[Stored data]
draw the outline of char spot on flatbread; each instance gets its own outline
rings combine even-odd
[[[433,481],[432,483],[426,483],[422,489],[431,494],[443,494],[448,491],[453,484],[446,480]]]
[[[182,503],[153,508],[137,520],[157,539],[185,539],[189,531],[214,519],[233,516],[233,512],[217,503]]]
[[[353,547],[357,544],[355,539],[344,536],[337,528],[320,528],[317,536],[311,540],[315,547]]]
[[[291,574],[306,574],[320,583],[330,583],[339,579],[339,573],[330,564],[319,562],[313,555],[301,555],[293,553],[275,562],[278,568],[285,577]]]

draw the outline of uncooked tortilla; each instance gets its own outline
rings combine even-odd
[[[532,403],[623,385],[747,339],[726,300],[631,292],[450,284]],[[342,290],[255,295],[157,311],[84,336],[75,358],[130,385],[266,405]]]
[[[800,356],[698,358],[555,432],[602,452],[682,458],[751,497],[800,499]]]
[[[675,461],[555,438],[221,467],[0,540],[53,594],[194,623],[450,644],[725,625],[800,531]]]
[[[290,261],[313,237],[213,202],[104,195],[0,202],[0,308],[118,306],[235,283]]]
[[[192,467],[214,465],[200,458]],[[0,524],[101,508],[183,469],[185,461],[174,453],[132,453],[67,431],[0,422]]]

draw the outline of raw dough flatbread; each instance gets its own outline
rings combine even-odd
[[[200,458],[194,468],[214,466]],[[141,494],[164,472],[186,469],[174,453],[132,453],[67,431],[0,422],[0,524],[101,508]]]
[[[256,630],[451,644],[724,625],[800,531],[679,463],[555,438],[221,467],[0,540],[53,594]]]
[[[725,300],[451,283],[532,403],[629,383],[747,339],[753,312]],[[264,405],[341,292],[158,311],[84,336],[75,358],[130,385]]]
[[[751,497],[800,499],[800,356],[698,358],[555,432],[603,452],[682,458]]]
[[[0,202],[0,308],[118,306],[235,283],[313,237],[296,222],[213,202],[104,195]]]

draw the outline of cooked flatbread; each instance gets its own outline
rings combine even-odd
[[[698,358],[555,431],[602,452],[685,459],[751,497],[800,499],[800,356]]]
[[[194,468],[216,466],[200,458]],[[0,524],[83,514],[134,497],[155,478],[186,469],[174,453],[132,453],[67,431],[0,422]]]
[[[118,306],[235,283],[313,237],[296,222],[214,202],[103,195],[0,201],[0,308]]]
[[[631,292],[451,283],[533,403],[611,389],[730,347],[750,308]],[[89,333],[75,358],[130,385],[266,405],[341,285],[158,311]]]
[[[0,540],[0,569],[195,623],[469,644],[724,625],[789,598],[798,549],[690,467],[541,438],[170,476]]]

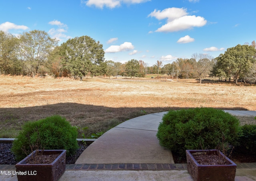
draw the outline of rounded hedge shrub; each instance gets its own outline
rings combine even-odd
[[[156,134],[160,145],[182,156],[186,150],[236,145],[241,134],[237,118],[213,108],[171,110],[162,120]]]
[[[64,118],[52,116],[25,123],[13,143],[12,151],[20,161],[35,150],[66,150],[67,155],[78,148],[77,129]]]
[[[256,125],[245,124],[242,130],[243,135],[239,138],[239,145],[236,150],[243,153],[256,154]]]

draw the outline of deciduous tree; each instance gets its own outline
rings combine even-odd
[[[74,77],[80,77],[80,81],[83,76],[93,75],[97,66],[104,61],[102,44],[89,36],[69,39],[61,46],[64,68]]]
[[[205,53],[196,53],[192,55],[192,58],[196,61],[194,65],[194,70],[201,84],[202,79],[210,74],[213,65],[213,57]]]
[[[253,45],[238,45],[228,48],[217,59],[216,75],[232,77],[237,84],[241,77],[246,77],[255,62],[256,51]]]
[[[11,34],[0,31],[0,75],[18,74],[20,71],[17,59],[18,39]]]
[[[44,31],[24,32],[19,37],[19,57],[29,74],[34,77],[47,60],[49,53],[57,46],[58,41],[51,38]]]
[[[140,63],[134,59],[129,60],[125,65],[125,71],[131,79],[138,77],[140,72]]]

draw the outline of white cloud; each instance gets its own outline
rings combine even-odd
[[[225,49],[224,48],[220,48],[220,49],[218,49],[218,48],[215,47],[212,47],[210,48],[206,48],[203,50],[204,51],[222,51],[224,50]]]
[[[129,53],[129,55],[132,55],[136,54],[137,53],[138,53],[138,50],[134,50],[133,51],[132,51],[132,52],[131,52],[130,53]]]
[[[9,30],[25,30],[28,29],[28,27],[24,25],[17,25],[14,23],[6,22],[0,24],[0,30],[5,32],[8,32]]]
[[[170,21],[187,15],[188,13],[186,12],[186,9],[177,8],[168,8],[162,11],[155,10],[149,14],[148,17],[154,17],[158,20],[163,20],[167,18],[168,21]]]
[[[162,61],[169,61],[170,60],[173,60],[174,59],[176,59],[176,57],[174,57],[172,55],[168,55],[166,56],[162,56],[162,57],[161,57],[160,60]]]
[[[199,2],[199,0],[188,0],[188,1],[190,2]]]
[[[104,6],[111,8],[116,8],[121,6],[121,4],[124,3],[128,4],[132,4],[142,3],[151,0],[81,0],[82,4],[85,4],[86,6],[95,6],[97,8],[101,9]]]
[[[52,21],[51,22],[50,22],[49,24],[52,25],[56,25],[60,27],[64,27],[65,26],[67,26],[67,25],[64,24],[64,23],[62,23],[59,21],[58,21],[57,20],[54,20],[53,21]]]
[[[120,45],[111,45],[105,50],[105,53],[116,53],[128,51],[134,49],[134,47],[130,42],[124,42]]]
[[[51,28],[48,31],[48,33],[52,38],[56,38],[59,41],[62,41],[64,39],[68,39],[71,38],[71,37],[66,35],[64,33],[67,31],[68,26],[67,25],[62,23],[59,21],[54,20],[48,23],[49,24],[56,26],[58,27],[58,28]]]
[[[113,43],[114,41],[117,41],[118,39],[118,38],[110,38],[108,41],[107,43],[108,44],[111,43]]]
[[[204,26],[207,21],[203,17],[188,16],[186,9],[171,8],[162,11],[155,10],[148,16],[158,20],[167,18],[167,23],[156,31],[174,32]]]
[[[195,41],[195,39],[190,37],[188,35],[186,35],[184,37],[180,38],[177,43],[188,43],[192,42]]]

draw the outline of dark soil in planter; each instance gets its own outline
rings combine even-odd
[[[193,156],[196,160],[197,163],[200,165],[228,165],[225,160],[216,155],[200,154],[195,155]]]
[[[26,162],[26,164],[50,164],[54,161],[59,155],[59,154],[52,154],[51,155],[36,155],[31,159],[29,159]]]
[[[90,145],[89,144],[87,144],[85,146],[81,142],[78,142],[78,143],[79,148],[74,155],[66,157],[66,164],[74,164],[80,155]],[[0,143],[0,165],[16,165],[18,162],[16,161],[15,155],[11,151],[12,145],[12,143]]]
[[[173,159],[175,163],[186,163],[187,159],[186,155],[181,157],[177,153],[172,152]],[[235,163],[256,163],[256,155],[242,154],[233,152],[228,158]]]

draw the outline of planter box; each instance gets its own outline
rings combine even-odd
[[[187,150],[188,171],[194,181],[232,181],[235,180],[236,165],[221,152],[216,150]],[[229,165],[202,165],[199,164],[192,153],[206,152],[207,154],[219,155],[226,160]]]
[[[38,150],[39,153],[41,150]],[[18,181],[57,181],[65,171],[66,168],[66,153],[64,150],[44,150],[43,155],[60,154],[60,155],[50,164],[27,164],[29,158],[34,156],[34,151],[25,158],[17,163],[16,173]]]

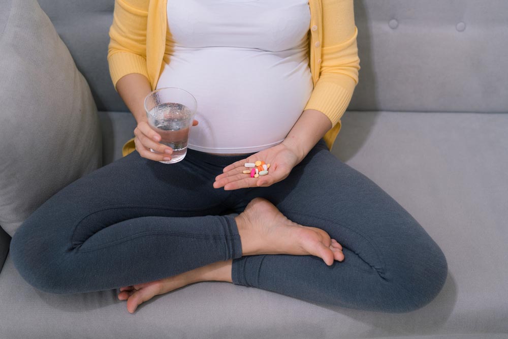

Work to be completed ▸ Select each line of the stored data above that contains the word "instance". Case counts.

Finished task ▸
draw the outline of char spot on flatbread; each instance gets its own outline
draw the outline of uncooked tortilla; each instance gets its own outline
draw the outline of raw dough flatbread; each instance gets its own outline
draw the outline of cooked flatbread; each instance gets its own outline
draw the outline of rounded hedge shrub; each instance gets its own outline
draw the outline of deciduous tree; each instance gets its own outline
draw the outline of white cloud; each instance gets its own outline
draw the outline of dark soil in planter; each instance gets its own outline
draw the outline of planter box; each instance gets its own outline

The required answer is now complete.